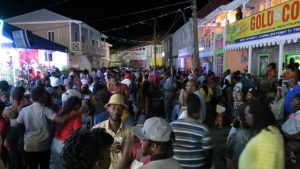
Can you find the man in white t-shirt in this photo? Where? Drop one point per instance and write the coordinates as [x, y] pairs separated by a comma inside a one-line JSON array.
[[70, 92], [156, 135]]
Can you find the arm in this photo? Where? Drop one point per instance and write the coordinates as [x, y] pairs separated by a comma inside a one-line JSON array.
[[127, 157]]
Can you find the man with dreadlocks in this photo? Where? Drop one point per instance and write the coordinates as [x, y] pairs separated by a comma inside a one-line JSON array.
[[86, 149]]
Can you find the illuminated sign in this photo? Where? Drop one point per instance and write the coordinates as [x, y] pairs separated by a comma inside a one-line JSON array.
[[279, 20]]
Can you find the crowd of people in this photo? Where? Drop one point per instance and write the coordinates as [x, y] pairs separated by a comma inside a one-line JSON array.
[[152, 118]]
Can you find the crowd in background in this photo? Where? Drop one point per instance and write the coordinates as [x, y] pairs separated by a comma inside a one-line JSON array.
[[127, 117]]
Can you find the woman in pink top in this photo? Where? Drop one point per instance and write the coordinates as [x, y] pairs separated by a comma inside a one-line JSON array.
[[63, 132]]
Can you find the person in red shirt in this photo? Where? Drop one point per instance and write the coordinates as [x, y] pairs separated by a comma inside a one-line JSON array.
[[271, 72], [63, 132], [118, 88]]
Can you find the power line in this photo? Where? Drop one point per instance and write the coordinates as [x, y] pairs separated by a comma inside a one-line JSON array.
[[173, 24], [57, 3], [140, 22], [116, 28], [138, 12]]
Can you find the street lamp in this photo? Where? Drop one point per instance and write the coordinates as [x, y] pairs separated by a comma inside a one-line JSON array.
[[154, 38]]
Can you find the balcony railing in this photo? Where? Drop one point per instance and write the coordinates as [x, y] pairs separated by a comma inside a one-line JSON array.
[[86, 48]]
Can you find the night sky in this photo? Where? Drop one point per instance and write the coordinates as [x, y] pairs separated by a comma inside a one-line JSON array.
[[107, 15]]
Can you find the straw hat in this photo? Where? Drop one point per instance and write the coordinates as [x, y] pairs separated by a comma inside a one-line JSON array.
[[116, 99]]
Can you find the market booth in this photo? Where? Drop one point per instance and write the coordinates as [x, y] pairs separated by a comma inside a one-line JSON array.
[[23, 54], [272, 35]]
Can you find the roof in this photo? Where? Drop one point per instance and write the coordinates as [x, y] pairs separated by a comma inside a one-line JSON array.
[[42, 15], [36, 42], [210, 6], [230, 6]]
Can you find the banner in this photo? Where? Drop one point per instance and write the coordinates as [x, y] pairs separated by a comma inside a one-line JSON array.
[[279, 20], [135, 54]]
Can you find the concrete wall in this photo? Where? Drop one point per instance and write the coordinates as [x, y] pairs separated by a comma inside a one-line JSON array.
[[233, 60], [272, 51], [61, 31]]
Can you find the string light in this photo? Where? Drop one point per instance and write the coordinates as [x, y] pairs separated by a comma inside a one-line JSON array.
[[141, 22]]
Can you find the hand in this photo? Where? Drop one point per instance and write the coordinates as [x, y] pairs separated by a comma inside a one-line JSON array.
[[115, 147]]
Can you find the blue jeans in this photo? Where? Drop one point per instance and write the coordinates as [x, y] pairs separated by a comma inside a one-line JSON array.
[[56, 152]]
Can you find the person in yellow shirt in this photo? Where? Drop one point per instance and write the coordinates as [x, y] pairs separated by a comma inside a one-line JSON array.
[[266, 149]]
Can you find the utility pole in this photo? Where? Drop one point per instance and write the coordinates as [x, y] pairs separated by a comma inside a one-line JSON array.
[[154, 38], [196, 62]]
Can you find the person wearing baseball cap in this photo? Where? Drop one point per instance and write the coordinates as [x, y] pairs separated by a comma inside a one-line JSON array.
[[114, 126], [157, 140]]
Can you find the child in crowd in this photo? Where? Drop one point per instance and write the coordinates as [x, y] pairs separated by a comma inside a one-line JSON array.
[[220, 109]]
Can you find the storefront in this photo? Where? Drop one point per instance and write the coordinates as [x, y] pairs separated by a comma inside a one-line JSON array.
[[272, 35], [19, 63], [185, 58]]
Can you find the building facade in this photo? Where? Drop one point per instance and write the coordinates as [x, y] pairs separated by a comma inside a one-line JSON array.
[[83, 41]]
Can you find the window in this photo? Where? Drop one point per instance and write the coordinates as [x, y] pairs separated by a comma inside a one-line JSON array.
[[51, 36], [76, 39], [263, 61]]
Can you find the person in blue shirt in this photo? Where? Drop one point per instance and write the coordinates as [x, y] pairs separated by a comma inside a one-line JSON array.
[[293, 89]]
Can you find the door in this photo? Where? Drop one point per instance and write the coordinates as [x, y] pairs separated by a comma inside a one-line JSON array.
[[263, 61]]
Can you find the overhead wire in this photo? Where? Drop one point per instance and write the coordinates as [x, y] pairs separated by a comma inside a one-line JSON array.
[[138, 12], [140, 22]]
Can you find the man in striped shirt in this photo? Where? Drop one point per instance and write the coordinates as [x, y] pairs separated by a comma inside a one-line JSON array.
[[192, 147]]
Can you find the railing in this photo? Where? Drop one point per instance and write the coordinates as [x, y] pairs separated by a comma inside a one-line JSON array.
[[75, 46], [85, 48]]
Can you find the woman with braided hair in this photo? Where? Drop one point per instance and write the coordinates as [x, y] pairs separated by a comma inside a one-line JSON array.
[[87, 149]]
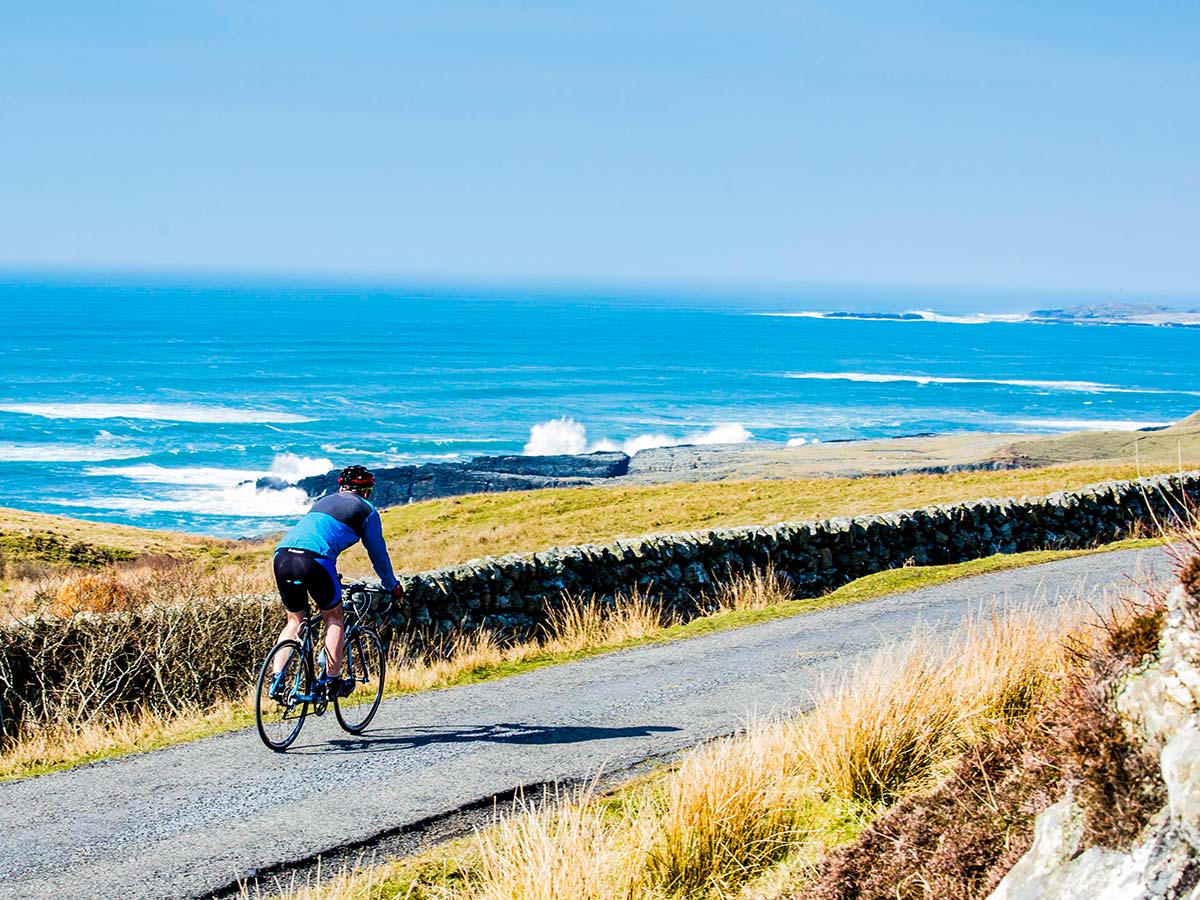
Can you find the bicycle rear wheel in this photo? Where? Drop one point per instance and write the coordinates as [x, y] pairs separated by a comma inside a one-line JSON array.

━━━

_What you are asked to do:_ Without the pictures, return each entry exactly as given.

_The completed task:_
Can you find the man in white t-shirt in this photo? Where? Drop one point per instance and write the coordinates as [x, y] pairs separated by a comma inside a one-line JSON array.
[[70, 92], [156, 135]]
Can you find the arm in this photo? Where? Drop one point per instance and write the coordinates as [x, y] pairs separated by a comma inside a one-line JSON array.
[[127, 157]]
Can you find the man with dreadlocks in this photo? Where? Drop one point per instance and write the coordinates as [x, y] pairs separated by a comma inside a one-line JSON array.
[[86, 149]]
Can you find the illuminated sign in this photo? Where? Drop one point per instance and write the coordinates as [x, y] pairs separated by a comma inside a one-line JSON array.
[[279, 20]]
Can you find the crowd of people in this photo? Where? Drop one point per instance and write the coordinates as [x, y] pairs separated by a comma inside a one-line JSON array.
[[152, 118]]
Can you find the crowd in background in this photo? Where? Drop one point per instance and write the coordinates as [x, y] pairs separated by a comma inside a one-line JSON array.
[[127, 117]]
Can you find the woman in pink top in this photo? Where? Drop one point per instance and write the coordinates as [x, y] pairs separated by a comma inside a one-line JSON array.
[[63, 132]]
Can you find the person in red shirt in this photo? Where? Drop one point per instance and write the coordinates as [x, y] pairs separated by a comma inside a one-line JSON array.
[[271, 72], [63, 132], [118, 88]]
Can you find the power line in this photo? Where? Drop one point per instance and write the coordinates as [x, y] pairs separated by a comma inside a one-line JSON array.
[[173, 24], [57, 3], [140, 22], [116, 28], [138, 12]]
Can you find the street lamp in this photo? Where? Drop one point per instance and write the coordinates as [x, y] pairs separated by a comma inside a one-line JSON array.
[[154, 38]]
Can you find the balcony railing in this photo? Where? Drop one point per instance and write the coordinates as [x, y] pairs separated by a comma inside a one-line JSON array.
[[86, 48]]
Can you find the night sky in this photo? Where? Drop one point per instance and write the coordinates as [x, y] pairs separated by a comma inside a one-line JSON array.
[[107, 15]]
Can you find the straw hat in this photo? Where? Drop one point per instance and write the coordinates as [x, y] pairs separated by a comma inside a one-line JSON array.
[[116, 99]]
Can you find the market booth in this photo? Where? Drop one point per instance and write the coordinates as [x, y] pairs separated by a comma inside a one-line JSON array.
[[23, 54], [272, 35]]
Can you find the roof in this photo? Where? Drop one point per instance and write the coordinates as [x, y] pairs separated by a comma inside a one-line JSON array.
[[42, 15], [36, 42], [210, 6], [230, 6]]
Can you find the banner in this photo? Where? Drop one point per instance and write the coordinates as [x, y] pairs separated by a comma inside a one-line JSON array.
[[279, 20], [135, 54]]
Can you find the concrete wall in this photo? Where? Drop one point per instance and write the coordinates as [x, y] pairs separated by a comma inside a one-line JSON array.
[[233, 60], [272, 51], [61, 31]]
Can you find the string light in this photo? Where? Drop one point per instance and write the coordinates as [x, y] pairs separated by a comma inside a one-line JSON array.
[[141, 22]]
Can you find the hand in this photo? Where? Drop one point per instance and write the coordinates as [x, y] pairs separated by a comma inside a one-line JSON array.
[[115, 147]]
Can you find the blue jeans in this photo? Where? Drop one point per instance and write the coordinates as [x, y] pairs separated by a comma inside a one-line JSON array.
[[56, 152]]
Can you find the person in yellow shirt in this photo? Where? Drop one point per instance and write the coordinates as [x, y] pairs separated by a comma inside a one-line JSON array.
[[266, 149]]
Can you find the utility pole in this photo? Where? Drop one point per instance and write the coordinates as [x, y] pairs separated by a comma inside a one-line JSON array.
[[154, 38], [196, 62]]
Can you find the person wearing baseball cap in this photo? Where? Drop one point per instance and write the coordinates as [x, y] pairs separated by a comma inside a one-line JSON array.
[[114, 126], [157, 140]]
Can you find the child in crowd in this photo? Where? Drop one point per instance and write the coordinates as [x, y] pairs separated by a comma inside a one-line JSON array.
[[220, 109]]
Can you find the storefront in this photo? Where? Drop one point per instance and write the coordinates as [x, y] pairs separated by a comma inside a one-line JSON array.
[[272, 35], [19, 63], [185, 58]]
Can you find the building facade in this photo? Where? Drop one point per instance and write the coordinates as [x, y] pairs separated by a comma inside a one-line JSON array.
[[83, 41]]
Can you find the window in this photo? Where? Drop one point per instance and write the coordinates as [x, y] pairs separated by a comma inside a one-line JSON array.
[[51, 36], [76, 39], [263, 61]]
Can you find the person in blue shirt in this photo? Where? Drop one point per instance and write the coordinates as [x, y] pairs separated by a comma inside a one-line JSON array.
[[293, 89]]
Can you find the door in this photo? Where? Drop one point per instance and write the coordinates as [x, y] pairs separated by a comma inside a one-line JSON array.
[[263, 61]]
Can you find the overhead wire in this photo? Where? Drop one point per instance and write the coordinates as [x, y] pairs separated by a comma inside a one-line JSON array.
[[138, 12], [140, 22]]
Can you find the man in striped shirt in this photo? Where? Drop one point per instance and write the coordinates as [x, y] pairs separated by a comma inside a one-line JSON array.
[[192, 147]]
Can you find the railing in this photo? Where? Drop one point per instance and write the coordinates as [x, y] pairs separated by a comma inside a one-line JSON array.
[[75, 46], [85, 48]]
Can you find the woman with braided hair in this photo? Where? Drop one point per instance and write the coordinates as [x, y] pairs separated by a comma inside a one-line JSON array.
[[87, 149]]
Can you find the bicycle rear wheel in this photo? Where? Drop one point per instance and write the coordinates as [x, y] pairs separated by a comma inside a one-line JSON array.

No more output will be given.